▶ TO BE DONE
From the line with "like [347, 128]." down to the final line of the material below, quote every line exactly and leave out all lines before it.

▶ EXERCISE INPUT
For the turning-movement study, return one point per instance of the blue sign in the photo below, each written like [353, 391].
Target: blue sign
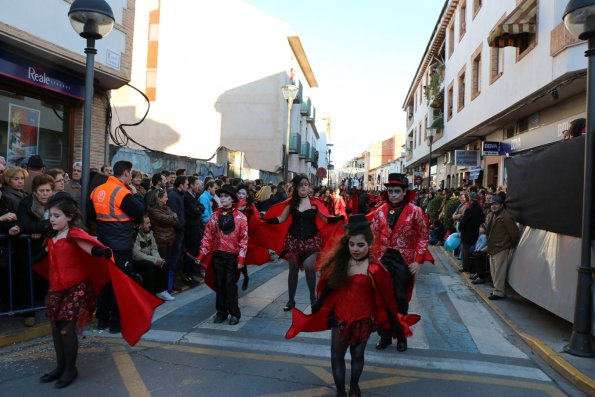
[27, 71]
[474, 173]
[491, 148]
[466, 158]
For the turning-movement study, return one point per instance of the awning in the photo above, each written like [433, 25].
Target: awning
[521, 21]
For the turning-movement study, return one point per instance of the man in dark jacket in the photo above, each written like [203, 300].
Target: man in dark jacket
[194, 230]
[503, 236]
[116, 206]
[469, 228]
[175, 201]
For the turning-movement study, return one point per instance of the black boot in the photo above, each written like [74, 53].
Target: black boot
[70, 347]
[56, 372]
[401, 344]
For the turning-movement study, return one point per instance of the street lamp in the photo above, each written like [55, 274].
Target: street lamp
[579, 18]
[92, 20]
[431, 135]
[290, 91]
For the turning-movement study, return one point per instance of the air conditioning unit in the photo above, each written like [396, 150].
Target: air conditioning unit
[449, 158]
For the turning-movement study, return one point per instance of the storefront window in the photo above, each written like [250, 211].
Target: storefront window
[33, 126]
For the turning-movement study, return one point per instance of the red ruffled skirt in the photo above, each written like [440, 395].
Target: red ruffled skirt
[75, 303]
[298, 250]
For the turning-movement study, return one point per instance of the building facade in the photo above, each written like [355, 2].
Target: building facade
[497, 79]
[42, 81]
[211, 90]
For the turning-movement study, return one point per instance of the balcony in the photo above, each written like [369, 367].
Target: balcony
[295, 142]
[306, 107]
[305, 152]
[311, 118]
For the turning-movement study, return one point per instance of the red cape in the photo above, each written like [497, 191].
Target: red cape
[135, 303]
[386, 308]
[272, 236]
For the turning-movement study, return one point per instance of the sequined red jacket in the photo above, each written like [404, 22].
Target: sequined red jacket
[235, 242]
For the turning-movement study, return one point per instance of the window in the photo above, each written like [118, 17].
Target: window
[496, 63]
[476, 7]
[449, 101]
[462, 20]
[451, 39]
[461, 90]
[476, 73]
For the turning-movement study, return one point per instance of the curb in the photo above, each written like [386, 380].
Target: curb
[546, 353]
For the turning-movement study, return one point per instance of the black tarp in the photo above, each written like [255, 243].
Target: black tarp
[545, 187]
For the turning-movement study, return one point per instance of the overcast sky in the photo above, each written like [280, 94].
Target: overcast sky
[364, 55]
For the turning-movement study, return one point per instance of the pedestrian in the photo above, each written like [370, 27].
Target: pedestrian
[226, 238]
[355, 297]
[76, 267]
[503, 236]
[302, 236]
[116, 206]
[401, 234]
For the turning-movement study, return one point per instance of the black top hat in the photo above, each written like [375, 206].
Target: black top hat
[35, 162]
[356, 224]
[228, 189]
[395, 179]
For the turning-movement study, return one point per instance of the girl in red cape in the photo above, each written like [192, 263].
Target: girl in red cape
[355, 297]
[299, 228]
[77, 267]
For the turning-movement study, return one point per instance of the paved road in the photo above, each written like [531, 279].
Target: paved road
[459, 349]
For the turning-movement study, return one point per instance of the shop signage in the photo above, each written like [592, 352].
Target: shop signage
[29, 72]
[474, 173]
[466, 158]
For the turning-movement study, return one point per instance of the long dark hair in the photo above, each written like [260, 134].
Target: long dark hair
[70, 208]
[295, 197]
[337, 264]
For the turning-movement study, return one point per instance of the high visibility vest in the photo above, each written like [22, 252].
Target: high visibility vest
[107, 199]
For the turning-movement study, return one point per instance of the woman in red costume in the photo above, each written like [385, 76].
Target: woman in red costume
[78, 266]
[305, 226]
[355, 297]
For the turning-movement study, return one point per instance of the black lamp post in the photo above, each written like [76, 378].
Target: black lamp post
[92, 20]
[432, 133]
[579, 18]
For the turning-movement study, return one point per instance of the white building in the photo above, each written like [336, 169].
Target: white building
[213, 73]
[507, 73]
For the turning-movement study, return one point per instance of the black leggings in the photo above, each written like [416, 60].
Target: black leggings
[338, 350]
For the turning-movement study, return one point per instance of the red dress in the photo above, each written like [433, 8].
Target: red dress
[362, 304]
[76, 277]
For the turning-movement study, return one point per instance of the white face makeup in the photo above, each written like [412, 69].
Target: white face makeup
[358, 247]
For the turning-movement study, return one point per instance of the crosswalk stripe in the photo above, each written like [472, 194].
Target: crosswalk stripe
[485, 331]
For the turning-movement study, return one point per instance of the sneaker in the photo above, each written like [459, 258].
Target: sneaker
[164, 295]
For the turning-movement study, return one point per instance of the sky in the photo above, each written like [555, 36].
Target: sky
[364, 55]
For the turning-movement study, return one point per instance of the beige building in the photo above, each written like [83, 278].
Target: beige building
[212, 73]
[498, 78]
[42, 78]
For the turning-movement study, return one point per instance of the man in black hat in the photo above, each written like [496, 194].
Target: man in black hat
[226, 236]
[401, 232]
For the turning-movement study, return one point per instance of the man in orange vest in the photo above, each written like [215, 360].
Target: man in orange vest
[117, 206]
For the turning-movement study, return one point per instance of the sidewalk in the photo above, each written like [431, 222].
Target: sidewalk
[545, 333]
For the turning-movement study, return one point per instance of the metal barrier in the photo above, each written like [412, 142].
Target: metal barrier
[10, 245]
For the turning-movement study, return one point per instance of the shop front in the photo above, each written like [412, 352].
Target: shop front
[38, 103]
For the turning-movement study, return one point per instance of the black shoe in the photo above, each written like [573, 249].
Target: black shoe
[383, 343]
[401, 345]
[62, 383]
[219, 319]
[51, 376]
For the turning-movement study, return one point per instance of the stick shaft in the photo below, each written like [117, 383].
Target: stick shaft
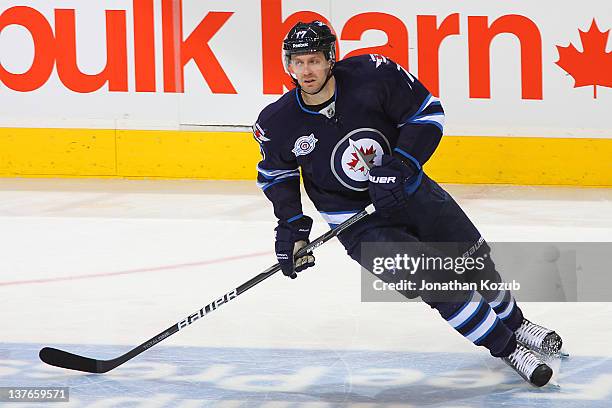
[71, 361]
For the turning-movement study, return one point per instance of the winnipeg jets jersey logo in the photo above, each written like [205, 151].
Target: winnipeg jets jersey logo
[304, 145]
[355, 154]
[259, 134]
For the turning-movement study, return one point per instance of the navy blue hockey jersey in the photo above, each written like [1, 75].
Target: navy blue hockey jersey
[379, 107]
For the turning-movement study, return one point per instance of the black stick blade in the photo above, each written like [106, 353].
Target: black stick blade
[60, 358]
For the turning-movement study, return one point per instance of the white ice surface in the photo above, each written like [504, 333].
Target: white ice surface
[113, 262]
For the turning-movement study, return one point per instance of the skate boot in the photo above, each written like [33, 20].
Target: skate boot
[539, 339]
[529, 366]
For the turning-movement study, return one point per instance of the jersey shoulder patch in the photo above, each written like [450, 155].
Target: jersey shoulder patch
[275, 115]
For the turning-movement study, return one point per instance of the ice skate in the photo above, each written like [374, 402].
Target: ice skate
[529, 366]
[540, 339]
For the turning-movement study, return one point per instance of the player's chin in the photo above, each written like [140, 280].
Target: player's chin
[310, 85]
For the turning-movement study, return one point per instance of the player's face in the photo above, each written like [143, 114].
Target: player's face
[311, 70]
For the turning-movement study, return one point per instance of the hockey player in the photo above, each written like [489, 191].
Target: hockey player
[361, 130]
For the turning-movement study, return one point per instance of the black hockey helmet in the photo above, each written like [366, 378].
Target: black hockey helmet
[310, 37]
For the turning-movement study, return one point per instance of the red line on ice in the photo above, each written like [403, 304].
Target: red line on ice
[131, 271]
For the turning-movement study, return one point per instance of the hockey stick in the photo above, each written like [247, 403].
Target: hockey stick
[64, 359]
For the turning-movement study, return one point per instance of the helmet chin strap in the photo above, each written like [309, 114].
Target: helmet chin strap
[322, 86]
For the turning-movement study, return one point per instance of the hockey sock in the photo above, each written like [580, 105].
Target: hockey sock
[507, 310]
[476, 321]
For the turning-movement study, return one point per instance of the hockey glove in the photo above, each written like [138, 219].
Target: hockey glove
[290, 238]
[393, 182]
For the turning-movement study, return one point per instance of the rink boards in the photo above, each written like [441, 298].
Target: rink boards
[234, 155]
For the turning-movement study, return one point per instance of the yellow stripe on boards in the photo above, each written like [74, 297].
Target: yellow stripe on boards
[233, 155]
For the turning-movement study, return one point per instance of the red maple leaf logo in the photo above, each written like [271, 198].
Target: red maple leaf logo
[368, 154]
[592, 66]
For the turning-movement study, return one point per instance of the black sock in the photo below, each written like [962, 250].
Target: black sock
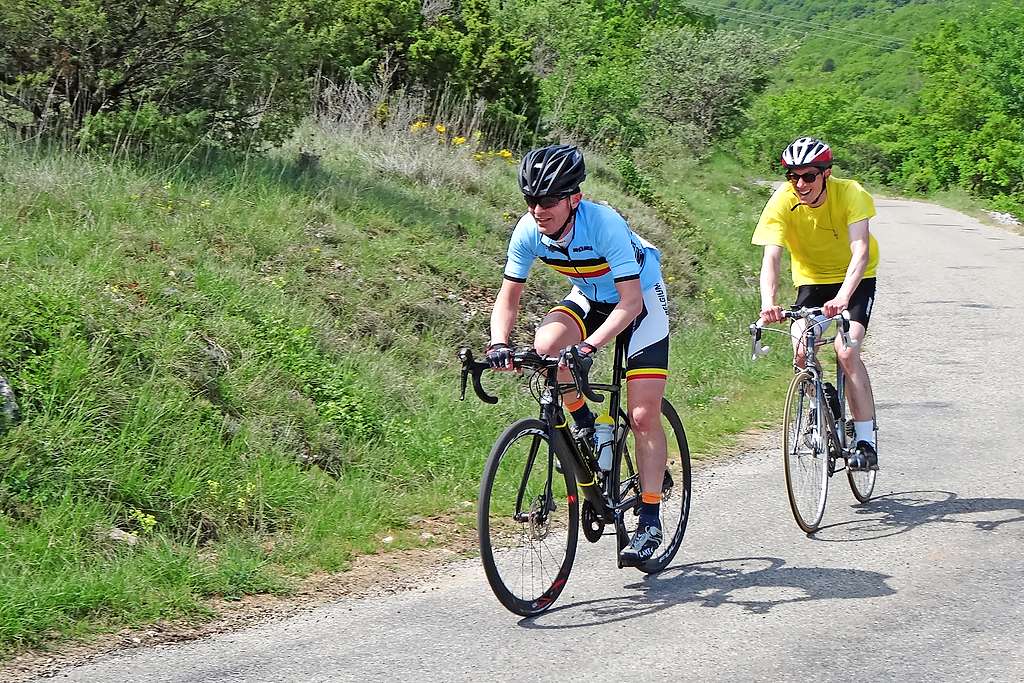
[650, 514]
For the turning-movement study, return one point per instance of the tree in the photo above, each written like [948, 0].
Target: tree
[228, 68]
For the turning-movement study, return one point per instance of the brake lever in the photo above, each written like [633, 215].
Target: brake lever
[757, 350]
[469, 367]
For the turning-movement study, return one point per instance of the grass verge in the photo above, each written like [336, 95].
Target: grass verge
[237, 372]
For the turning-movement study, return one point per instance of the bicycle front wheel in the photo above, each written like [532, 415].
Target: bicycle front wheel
[527, 519]
[675, 506]
[805, 454]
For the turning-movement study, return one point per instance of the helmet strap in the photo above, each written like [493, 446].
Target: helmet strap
[567, 224]
[824, 181]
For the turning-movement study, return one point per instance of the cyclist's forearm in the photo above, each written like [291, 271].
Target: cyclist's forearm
[855, 271]
[503, 315]
[769, 286]
[769, 275]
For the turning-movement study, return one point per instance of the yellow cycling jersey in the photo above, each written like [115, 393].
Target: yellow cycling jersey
[818, 240]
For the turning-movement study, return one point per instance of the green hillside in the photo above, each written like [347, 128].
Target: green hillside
[248, 364]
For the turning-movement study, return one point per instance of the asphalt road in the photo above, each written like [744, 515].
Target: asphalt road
[924, 583]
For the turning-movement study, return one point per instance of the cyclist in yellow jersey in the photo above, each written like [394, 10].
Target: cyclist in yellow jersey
[822, 221]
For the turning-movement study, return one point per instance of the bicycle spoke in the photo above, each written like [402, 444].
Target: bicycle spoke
[805, 454]
[527, 520]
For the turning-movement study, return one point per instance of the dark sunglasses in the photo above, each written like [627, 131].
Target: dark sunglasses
[810, 176]
[548, 202]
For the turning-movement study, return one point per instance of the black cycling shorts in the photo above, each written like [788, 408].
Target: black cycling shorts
[646, 339]
[860, 303]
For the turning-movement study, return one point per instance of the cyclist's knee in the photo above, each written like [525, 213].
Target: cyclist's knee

▶ FINAL ANSWER
For the turning-movement study, return one point per instance of the green hillside in the photo above, each written like [347, 128].
Target: green hillside
[248, 364]
For the turning-movement study, return one point per instance of the asphalt road in the photo above, each written like [744, 515].
Target: asphalt road
[924, 583]
For the turning-movement study, return one point per instance of the cyclist in yellow jersey in the photo above, each written like [394, 10].
Target: cyclist in yellow jersey
[822, 221]
For the turning-movement study, return one point per instance of the bicycle spoke in the photo above, each written like [402, 444].
Target: bicycle spoke
[805, 454]
[527, 520]
For the turning-movement study, return one point per instance of the dark sunglasses in the photo above, each written like [627, 131].
Target: dark sunglasses
[810, 176]
[548, 202]
For the turning-movement study, return one point per instance of the black cycling shorts in the photo above, each written like [788, 408].
Target: black cycling shorts
[646, 339]
[860, 303]
For the turning-movement study, return one point per instance of the cyclist's knee in the photo above, each written like [525, 213].
Target: cyclist's knee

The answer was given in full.